The task. Repeat the lines below exactly as written, please, from the line with "at the woman" to the line with "at the orange", both lines included, and no others.

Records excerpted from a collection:
%%
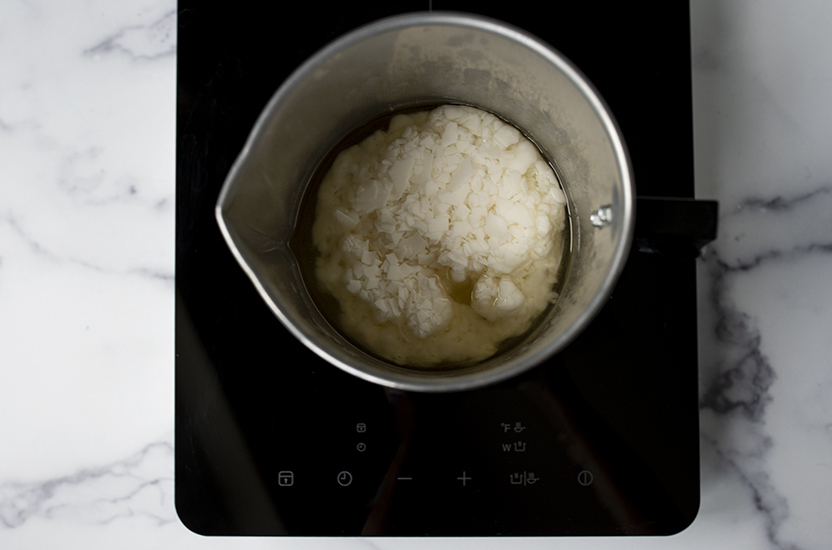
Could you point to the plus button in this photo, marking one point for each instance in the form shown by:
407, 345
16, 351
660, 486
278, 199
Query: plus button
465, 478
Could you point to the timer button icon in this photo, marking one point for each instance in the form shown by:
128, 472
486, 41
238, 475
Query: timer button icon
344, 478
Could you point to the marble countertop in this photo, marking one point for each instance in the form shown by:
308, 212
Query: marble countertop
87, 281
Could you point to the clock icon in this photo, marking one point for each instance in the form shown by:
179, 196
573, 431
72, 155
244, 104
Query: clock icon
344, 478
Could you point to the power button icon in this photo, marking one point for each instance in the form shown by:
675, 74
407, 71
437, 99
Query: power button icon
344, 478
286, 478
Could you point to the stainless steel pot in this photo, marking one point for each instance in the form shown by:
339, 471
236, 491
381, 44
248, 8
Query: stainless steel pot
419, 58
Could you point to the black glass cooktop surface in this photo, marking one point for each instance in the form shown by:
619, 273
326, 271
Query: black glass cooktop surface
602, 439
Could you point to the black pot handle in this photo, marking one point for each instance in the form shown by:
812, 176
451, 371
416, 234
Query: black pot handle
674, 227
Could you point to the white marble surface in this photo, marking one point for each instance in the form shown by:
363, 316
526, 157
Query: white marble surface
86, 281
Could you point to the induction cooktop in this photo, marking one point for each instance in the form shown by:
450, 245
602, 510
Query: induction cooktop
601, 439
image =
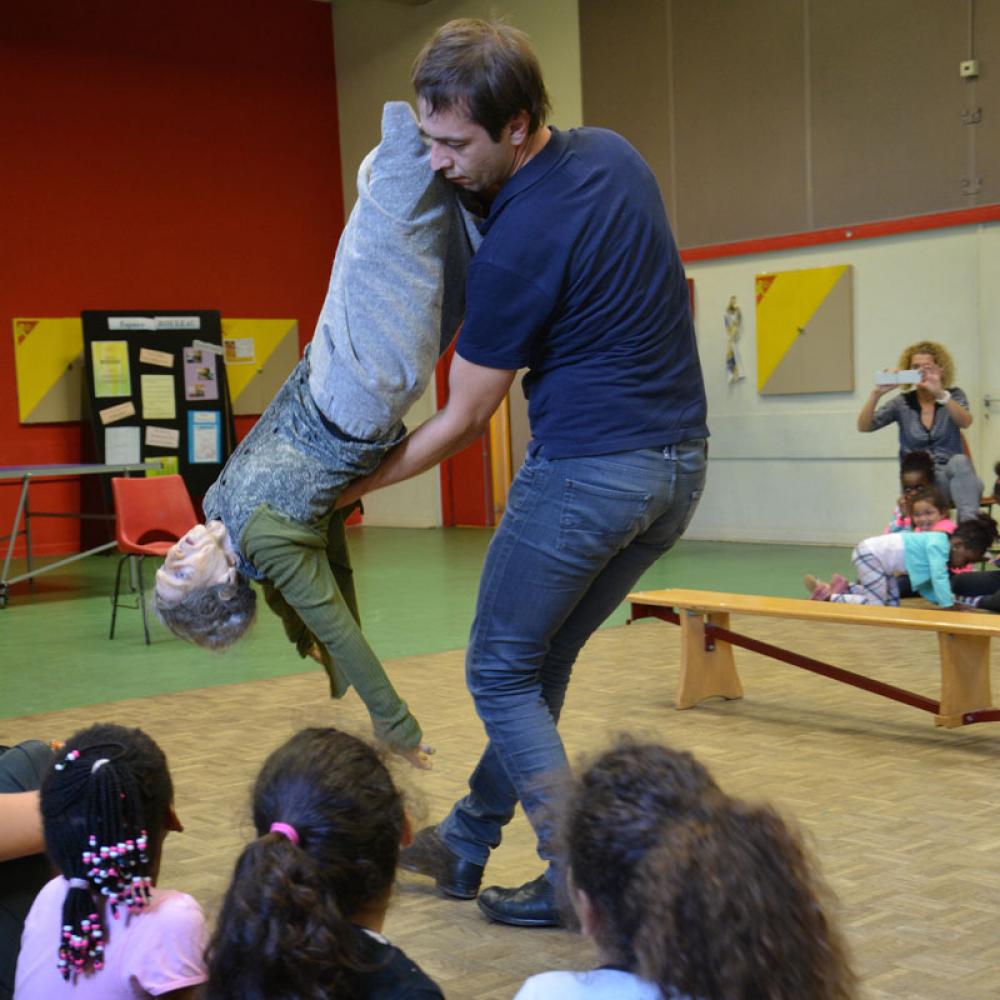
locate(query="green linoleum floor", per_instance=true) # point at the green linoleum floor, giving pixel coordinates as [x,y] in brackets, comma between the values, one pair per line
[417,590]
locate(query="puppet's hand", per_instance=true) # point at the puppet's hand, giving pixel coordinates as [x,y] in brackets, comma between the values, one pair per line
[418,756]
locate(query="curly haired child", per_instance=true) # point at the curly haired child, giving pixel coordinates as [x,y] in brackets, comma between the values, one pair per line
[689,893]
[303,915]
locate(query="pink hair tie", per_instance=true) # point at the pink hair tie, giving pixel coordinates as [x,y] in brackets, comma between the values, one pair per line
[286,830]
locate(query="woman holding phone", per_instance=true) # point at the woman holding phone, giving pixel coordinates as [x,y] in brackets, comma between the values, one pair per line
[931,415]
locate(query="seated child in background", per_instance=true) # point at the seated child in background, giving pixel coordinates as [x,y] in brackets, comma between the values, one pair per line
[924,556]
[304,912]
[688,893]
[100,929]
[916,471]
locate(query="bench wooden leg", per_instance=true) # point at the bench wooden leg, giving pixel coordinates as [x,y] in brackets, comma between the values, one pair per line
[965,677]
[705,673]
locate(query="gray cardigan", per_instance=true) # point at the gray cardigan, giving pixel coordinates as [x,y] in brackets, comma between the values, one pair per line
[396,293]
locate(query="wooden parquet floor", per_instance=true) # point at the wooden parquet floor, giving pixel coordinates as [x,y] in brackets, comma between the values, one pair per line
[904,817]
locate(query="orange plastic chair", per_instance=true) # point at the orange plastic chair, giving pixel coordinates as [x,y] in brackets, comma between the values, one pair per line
%%
%%
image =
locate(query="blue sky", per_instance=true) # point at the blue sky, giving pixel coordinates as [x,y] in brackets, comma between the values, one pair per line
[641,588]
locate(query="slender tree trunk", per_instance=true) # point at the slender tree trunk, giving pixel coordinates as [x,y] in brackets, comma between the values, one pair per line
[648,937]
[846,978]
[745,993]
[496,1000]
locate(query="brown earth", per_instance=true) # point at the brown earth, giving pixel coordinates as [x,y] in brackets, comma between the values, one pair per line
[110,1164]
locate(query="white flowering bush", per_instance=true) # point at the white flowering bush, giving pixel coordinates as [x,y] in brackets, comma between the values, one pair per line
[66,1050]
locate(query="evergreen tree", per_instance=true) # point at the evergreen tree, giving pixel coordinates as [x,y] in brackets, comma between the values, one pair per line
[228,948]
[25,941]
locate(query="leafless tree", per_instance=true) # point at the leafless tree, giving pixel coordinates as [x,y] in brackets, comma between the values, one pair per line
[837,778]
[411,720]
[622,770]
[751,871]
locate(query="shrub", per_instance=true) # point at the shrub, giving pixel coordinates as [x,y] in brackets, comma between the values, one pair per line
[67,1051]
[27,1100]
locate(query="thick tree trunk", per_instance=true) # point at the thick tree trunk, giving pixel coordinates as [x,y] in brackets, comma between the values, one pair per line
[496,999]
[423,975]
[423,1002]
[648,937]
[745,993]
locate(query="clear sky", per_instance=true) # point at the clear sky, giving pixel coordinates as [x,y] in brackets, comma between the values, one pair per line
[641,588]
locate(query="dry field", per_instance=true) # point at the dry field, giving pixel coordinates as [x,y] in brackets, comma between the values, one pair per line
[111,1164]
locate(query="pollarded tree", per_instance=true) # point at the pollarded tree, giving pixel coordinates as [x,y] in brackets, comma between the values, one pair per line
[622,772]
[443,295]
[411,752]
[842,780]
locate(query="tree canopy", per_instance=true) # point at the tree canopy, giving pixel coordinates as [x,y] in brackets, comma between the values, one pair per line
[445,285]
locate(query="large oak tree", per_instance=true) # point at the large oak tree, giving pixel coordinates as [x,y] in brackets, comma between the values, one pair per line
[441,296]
%%
%%
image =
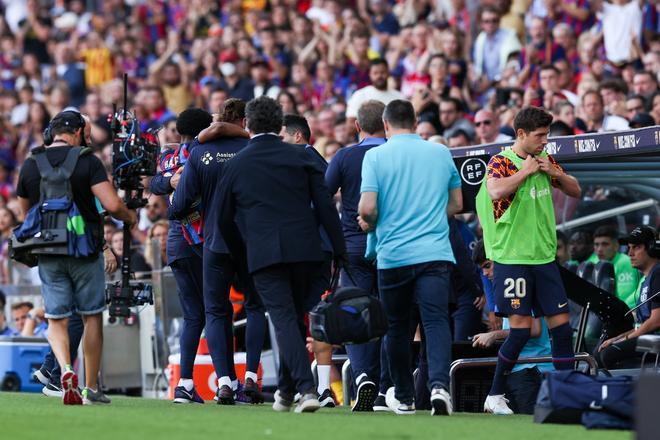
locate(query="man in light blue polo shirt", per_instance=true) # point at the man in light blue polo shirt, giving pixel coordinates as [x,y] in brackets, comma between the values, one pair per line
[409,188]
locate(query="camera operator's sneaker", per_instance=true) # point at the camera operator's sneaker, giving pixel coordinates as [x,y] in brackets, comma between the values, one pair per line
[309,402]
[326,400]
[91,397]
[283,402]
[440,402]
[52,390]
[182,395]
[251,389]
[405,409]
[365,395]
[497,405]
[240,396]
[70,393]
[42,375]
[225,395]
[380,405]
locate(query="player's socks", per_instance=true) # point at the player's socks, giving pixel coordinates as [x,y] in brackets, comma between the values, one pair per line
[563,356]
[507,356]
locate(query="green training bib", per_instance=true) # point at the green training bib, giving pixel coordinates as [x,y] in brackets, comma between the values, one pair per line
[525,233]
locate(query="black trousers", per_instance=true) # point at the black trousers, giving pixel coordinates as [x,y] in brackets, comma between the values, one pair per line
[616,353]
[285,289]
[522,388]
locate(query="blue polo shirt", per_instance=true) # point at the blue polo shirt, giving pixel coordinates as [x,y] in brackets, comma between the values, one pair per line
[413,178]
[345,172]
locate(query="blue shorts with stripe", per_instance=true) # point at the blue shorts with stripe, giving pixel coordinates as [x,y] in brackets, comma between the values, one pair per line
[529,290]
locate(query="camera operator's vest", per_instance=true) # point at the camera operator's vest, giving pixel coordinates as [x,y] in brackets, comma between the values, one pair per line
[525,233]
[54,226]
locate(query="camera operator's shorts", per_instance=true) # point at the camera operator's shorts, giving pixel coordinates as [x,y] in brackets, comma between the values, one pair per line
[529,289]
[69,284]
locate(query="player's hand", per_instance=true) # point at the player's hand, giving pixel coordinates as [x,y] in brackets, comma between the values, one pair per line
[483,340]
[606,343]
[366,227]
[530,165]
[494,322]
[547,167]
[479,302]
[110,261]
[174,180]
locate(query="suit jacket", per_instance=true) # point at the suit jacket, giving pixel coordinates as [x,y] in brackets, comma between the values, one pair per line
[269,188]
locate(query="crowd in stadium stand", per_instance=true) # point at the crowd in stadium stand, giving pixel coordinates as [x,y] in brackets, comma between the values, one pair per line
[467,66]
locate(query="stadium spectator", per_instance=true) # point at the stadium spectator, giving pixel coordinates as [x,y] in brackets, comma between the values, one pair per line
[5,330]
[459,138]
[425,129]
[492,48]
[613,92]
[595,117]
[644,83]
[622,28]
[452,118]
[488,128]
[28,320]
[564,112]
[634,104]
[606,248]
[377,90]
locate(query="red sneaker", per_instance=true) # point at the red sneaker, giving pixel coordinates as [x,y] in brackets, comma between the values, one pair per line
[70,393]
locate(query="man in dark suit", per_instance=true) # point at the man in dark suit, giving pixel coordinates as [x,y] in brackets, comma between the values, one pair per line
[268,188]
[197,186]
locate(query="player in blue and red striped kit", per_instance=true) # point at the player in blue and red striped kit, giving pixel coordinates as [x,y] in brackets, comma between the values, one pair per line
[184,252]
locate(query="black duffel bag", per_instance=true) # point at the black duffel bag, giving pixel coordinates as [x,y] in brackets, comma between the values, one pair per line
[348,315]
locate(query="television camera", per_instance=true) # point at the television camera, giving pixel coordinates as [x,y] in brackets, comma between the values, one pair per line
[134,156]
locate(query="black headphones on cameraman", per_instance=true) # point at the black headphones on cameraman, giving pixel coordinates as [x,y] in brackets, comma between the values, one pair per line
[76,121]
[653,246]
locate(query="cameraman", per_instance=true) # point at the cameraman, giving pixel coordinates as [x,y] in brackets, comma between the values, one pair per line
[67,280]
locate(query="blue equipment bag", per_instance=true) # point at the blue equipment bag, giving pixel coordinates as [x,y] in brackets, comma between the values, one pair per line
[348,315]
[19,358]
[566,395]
%%
Solved exercise.
locate(query="woman holding phone", per_instance=true) # point at the woman holding phone, giving pixel coordinates as [x,y] in brackets, comma between the values, one pair per line
[931,415]
locate(query="seated child in background", per_instance=true) # point at the seated child in background, giving pixel coordinates as [x,y] in brackets, comma between the values, one pair per line
[924,556]
[304,912]
[688,893]
[100,929]
[916,471]
locate(query="bench wooden leg", per_instance=true) # point at the bench wooden leg, giving pixel coordinates as [x,y] in brackets, comma between the values, one pair per line
[965,677]
[705,673]
locate(query="gray cardigan", per_instance=true) # point at the gray cardigan, giving pixel coordinates as [x,y] in brackets, comma between the values, one pair per line
[396,293]
locate(query="wooden parquet floor", per_instance=true) # point at the wooden parquet floor, giving pixel coordinates as [x,y] in brackets, comma between the values, one pair per line
[904,817]
locate(query="orange plastic chair", per_instance=true) # point at the orange plastic chair, giving pixel coordinates as [x,y] in brackets, comma between the values, one pair per line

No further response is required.